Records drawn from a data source
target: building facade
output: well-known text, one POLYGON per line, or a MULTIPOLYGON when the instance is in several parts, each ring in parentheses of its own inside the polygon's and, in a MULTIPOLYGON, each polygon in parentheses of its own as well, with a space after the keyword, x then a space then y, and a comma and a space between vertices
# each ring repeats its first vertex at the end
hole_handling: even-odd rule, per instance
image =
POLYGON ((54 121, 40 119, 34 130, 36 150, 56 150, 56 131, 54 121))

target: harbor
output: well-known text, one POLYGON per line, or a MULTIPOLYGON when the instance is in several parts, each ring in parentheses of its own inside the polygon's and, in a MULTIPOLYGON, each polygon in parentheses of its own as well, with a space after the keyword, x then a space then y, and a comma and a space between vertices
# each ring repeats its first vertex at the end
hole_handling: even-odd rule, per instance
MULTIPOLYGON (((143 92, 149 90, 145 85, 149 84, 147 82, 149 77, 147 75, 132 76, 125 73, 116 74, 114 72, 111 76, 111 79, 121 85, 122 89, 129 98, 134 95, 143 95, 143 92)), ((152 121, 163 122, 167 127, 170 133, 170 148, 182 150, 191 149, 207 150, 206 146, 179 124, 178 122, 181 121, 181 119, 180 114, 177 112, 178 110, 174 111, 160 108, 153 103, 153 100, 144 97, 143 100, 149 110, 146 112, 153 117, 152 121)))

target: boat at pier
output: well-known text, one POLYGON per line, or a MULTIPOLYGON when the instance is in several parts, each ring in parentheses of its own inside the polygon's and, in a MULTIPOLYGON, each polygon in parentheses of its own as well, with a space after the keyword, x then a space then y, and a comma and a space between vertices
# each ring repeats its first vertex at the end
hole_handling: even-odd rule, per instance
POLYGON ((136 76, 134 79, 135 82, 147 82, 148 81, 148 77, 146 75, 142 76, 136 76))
--
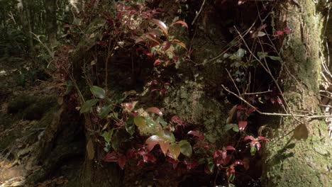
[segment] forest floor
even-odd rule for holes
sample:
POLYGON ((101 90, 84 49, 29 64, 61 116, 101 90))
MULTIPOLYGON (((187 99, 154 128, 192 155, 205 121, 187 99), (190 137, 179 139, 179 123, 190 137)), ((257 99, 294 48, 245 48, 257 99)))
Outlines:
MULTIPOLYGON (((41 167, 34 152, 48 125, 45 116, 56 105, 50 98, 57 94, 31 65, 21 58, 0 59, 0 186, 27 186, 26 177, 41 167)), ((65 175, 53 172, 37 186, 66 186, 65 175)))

### Goal of the exercise
Reproduce, without alteration, the lines of the listing above, beginning with the line that contains "target: harbor" and continuing through the line that contains "MULTIPOLYGON (((143 92, 149", both included.

### Output for this exercise
target: harbor
output: well-known text, one POLYGON per line, or a MULTIPOLYGON when the instance is in several parts, each ring in parentheses of its own inside the polygon's and, in a MULTIPOLYGON, each polygon in parentheses of its own as well, with a space after the keyword, x then a space then y, and a comma and a space between vertices
# each ring repeats its first vertex at the end
hole_handling: even-odd rule, per instance
MULTIPOLYGON (((143 92, 149 90, 145 85, 149 84, 147 82, 149 77, 147 75, 132 76, 125 73, 116 74, 114 72, 111 76, 111 79, 121 85, 122 89, 129 98, 134 95, 143 95, 143 92)), ((152 121, 163 122, 167 127, 170 133, 170 148, 182 150, 191 149, 207 150, 206 146, 179 124, 178 122, 181 121, 181 119, 180 114, 177 112, 178 110, 174 111, 160 108, 153 103, 153 100, 144 97, 143 100, 149 110, 146 112, 153 117, 152 121)))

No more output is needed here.